───── Input material ─────

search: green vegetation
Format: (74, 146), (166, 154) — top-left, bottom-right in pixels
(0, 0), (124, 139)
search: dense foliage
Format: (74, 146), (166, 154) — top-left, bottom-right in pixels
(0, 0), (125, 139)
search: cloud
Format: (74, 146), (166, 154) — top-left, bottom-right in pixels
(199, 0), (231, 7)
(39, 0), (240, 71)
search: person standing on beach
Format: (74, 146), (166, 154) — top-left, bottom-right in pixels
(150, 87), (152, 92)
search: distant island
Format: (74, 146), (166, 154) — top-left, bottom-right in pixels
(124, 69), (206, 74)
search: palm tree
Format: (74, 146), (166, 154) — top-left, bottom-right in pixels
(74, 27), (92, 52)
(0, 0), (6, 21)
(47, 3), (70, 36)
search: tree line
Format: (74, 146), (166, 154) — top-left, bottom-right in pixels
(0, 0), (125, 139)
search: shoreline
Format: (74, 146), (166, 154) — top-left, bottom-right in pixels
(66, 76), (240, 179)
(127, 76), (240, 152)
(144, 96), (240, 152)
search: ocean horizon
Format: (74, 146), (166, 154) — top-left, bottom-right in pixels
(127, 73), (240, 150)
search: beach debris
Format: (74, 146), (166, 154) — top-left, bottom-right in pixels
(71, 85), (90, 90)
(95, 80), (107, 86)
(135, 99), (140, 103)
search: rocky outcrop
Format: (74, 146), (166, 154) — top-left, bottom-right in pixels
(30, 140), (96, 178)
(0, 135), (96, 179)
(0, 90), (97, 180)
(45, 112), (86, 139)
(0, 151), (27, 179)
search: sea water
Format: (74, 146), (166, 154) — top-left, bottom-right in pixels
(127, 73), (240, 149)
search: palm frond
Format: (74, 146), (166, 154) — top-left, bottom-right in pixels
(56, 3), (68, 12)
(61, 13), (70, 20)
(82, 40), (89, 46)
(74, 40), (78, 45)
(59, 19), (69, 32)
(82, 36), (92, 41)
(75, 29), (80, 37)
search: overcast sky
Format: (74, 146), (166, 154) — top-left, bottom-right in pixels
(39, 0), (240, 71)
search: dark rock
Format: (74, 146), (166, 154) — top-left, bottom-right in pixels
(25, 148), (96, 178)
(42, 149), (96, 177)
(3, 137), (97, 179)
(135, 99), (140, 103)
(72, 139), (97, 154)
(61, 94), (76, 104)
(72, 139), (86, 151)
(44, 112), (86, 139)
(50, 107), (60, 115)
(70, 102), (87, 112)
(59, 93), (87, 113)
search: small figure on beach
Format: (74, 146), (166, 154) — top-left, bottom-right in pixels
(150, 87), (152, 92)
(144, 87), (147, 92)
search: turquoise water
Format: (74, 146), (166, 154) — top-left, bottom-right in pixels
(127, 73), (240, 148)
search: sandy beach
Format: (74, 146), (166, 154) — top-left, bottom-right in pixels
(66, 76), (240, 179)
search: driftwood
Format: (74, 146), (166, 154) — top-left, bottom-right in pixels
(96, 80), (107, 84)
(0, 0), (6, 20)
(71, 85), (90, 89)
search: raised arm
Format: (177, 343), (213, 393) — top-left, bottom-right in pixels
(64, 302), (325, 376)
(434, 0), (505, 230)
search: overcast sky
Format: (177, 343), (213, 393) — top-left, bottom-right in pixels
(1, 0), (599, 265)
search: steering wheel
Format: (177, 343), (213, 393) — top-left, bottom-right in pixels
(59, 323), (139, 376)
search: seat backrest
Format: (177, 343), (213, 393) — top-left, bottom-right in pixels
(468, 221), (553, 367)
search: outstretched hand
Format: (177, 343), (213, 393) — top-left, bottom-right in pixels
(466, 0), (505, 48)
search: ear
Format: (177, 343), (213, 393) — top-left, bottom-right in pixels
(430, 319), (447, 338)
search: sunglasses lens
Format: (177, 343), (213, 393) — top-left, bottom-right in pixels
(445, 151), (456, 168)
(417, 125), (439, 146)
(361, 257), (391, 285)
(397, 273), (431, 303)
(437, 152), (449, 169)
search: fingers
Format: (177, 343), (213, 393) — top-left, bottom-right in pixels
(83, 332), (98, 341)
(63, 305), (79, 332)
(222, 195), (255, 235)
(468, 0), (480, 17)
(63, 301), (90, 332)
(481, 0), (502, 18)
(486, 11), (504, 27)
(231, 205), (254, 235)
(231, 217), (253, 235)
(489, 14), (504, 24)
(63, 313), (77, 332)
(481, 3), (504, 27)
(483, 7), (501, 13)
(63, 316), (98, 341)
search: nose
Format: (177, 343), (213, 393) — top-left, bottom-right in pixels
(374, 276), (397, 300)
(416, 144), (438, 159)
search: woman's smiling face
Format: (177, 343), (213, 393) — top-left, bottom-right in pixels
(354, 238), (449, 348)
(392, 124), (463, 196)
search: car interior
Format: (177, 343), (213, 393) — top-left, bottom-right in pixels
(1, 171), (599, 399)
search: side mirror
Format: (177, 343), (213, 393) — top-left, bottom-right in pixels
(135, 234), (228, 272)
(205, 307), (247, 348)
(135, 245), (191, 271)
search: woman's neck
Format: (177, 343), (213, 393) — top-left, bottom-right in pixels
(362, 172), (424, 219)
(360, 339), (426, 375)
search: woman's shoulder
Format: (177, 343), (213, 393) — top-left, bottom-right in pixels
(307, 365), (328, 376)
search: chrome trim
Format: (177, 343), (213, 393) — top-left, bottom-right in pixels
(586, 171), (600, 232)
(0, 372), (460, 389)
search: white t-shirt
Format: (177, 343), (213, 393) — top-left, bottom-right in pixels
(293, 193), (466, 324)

─────

Nothing in the records may be left out; transcribe all of them exactly.

search: green vegetation
Format: (74, 146), (166, 154) — top-left, bottom-right in pixels
(0, 0), (124, 139)
search: dense foliage
Format: (74, 146), (166, 154) — top-left, bottom-right in pixels
(0, 0), (125, 139)
search: cloud
Format: (74, 146), (166, 154) — top-left, bottom-right in pixels
(199, 0), (231, 7)
(39, 0), (240, 71)
search: person standing on beach
Format: (74, 146), (166, 154) — top-left, bottom-right in pixels
(150, 87), (152, 92)
search: distant island
Format: (74, 146), (166, 154) — top-left, bottom-right in pixels
(124, 69), (206, 74)
search: palm tree
Format: (74, 146), (166, 154) — top-left, bottom-right in pixels
(74, 27), (92, 52)
(0, 0), (6, 21)
(47, 3), (70, 36)
search: tree line
Format: (74, 146), (166, 154) — top-left, bottom-right in pixels
(0, 0), (125, 139)
search: shoreline
Format: (74, 146), (166, 154) — top-left, bottom-right in pixels
(66, 76), (240, 179)
(127, 76), (240, 152)
(144, 96), (240, 152)
search: ocean horizon
Format: (74, 146), (166, 154) — top-left, bottom-right in pixels
(127, 73), (240, 150)
search: beach debris
Format: (74, 146), (166, 154) — top-left, bottom-right in pixels
(71, 85), (90, 90)
(95, 80), (107, 86)
(135, 99), (140, 103)
search: rocky outcrop
Format: (74, 146), (166, 154) — top-left, bottom-right in pixels
(30, 140), (96, 178)
(0, 135), (96, 179)
(0, 90), (97, 180)
(45, 112), (86, 139)
(0, 151), (27, 179)
search: sea water
Format: (74, 146), (166, 154) — top-left, bottom-right in pixels
(127, 73), (240, 149)
search: palm frond
Format: (74, 146), (166, 154) — top-left, bottom-right in pixels
(56, 3), (68, 12)
(61, 13), (70, 20)
(82, 40), (89, 46)
(74, 40), (78, 45)
(59, 19), (69, 32)
(82, 36), (92, 41)
(75, 29), (80, 37)
search: overcast sky
Format: (74, 146), (166, 154) — top-left, bottom-right in pixels
(39, 0), (240, 71)
search: dark rock
Format: (74, 146), (166, 154) — top-left, bottom-right in pixels
(25, 148), (96, 178)
(42, 149), (96, 177)
(3, 137), (97, 179)
(135, 99), (140, 103)
(72, 139), (97, 154)
(61, 94), (76, 104)
(72, 139), (86, 151)
(44, 112), (86, 139)
(50, 107), (60, 115)
(70, 102), (87, 112)
(59, 93), (87, 113)
search: small figure on beach
Format: (74, 146), (166, 154) — top-left, bottom-right in pixels
(150, 87), (152, 92)
(144, 87), (147, 92)
search: turquoise water
Format: (74, 146), (166, 154) — top-left, bottom-right in pixels
(127, 73), (240, 148)
search: sandy beach
Format: (74, 146), (166, 154) — top-left, bottom-right in pixels
(66, 76), (240, 179)
search: driftwood
Format: (74, 146), (166, 154) — top-left, bottom-right in pixels
(96, 80), (107, 84)
(0, 0), (6, 20)
(71, 85), (90, 89)
search: raised arm
Format: (177, 343), (213, 393) — top-left, bottom-right in pixels
(64, 302), (325, 376)
(434, 0), (505, 230)
search: overcast sky
Format: (177, 343), (213, 393) — top-left, bottom-right in pixels
(1, 0), (599, 265)
search: steering wheel
Format: (177, 343), (213, 393) — top-left, bottom-right in pixels
(59, 323), (139, 376)
search: seat backrest
Format: (177, 343), (213, 393) — top-left, bottom-right in pixels
(468, 221), (553, 367)
search: outstretched hand
Format: (177, 343), (213, 393) — top-left, bottom-right in pixels
(466, 0), (505, 48)
search: ear
Format: (177, 343), (213, 393) — top-left, bottom-right in pixels
(430, 319), (447, 338)
search: sunglasses lens
Format: (177, 343), (213, 393) — top-left, bottom-right in pixels
(445, 151), (456, 168)
(417, 125), (439, 146)
(361, 257), (391, 285)
(397, 273), (431, 303)
(437, 152), (449, 169)
search: fingers
Format: (177, 343), (213, 393) — top-left, bottom-right in pixels
(83, 332), (98, 341)
(63, 305), (79, 332)
(222, 195), (255, 235)
(468, 0), (480, 17)
(63, 301), (90, 332)
(481, 0), (502, 18)
(486, 11), (504, 27)
(231, 205), (254, 235)
(231, 217), (253, 235)
(489, 14), (504, 24)
(63, 313), (77, 332)
(481, 3), (504, 27)
(483, 7), (501, 13)
(63, 316), (98, 341)
search: nose
Format: (177, 343), (213, 393) — top-left, bottom-right in pixels
(374, 276), (397, 300)
(416, 144), (438, 159)
search: woman's smiling face
Format: (177, 343), (213, 393) — top-left, bottom-right in pixels
(354, 238), (449, 348)
(392, 124), (463, 196)
search: car interior
Format: (177, 343), (213, 393) — top-left, bottom-right in pixels
(1, 171), (599, 399)
search: side mirror
Format: (177, 343), (213, 393) — top-left, bottom-right in pixels
(135, 234), (228, 272)
(205, 307), (247, 348)
(135, 245), (191, 271)
search: woman's neck
Format: (177, 343), (213, 393) — top-left, bottom-right in pixels
(362, 172), (424, 219)
(360, 339), (426, 375)
search: woman's shoulder
Format: (177, 343), (213, 393) — top-left, bottom-right in pixels
(307, 365), (328, 376)
search: chrome trim
Format: (177, 343), (213, 393) — top-left, bottom-right in pixels
(586, 171), (600, 232)
(0, 372), (460, 389)
search: white t-shirt
Format: (177, 343), (213, 393) — top-left, bottom-right in pixels
(293, 193), (466, 324)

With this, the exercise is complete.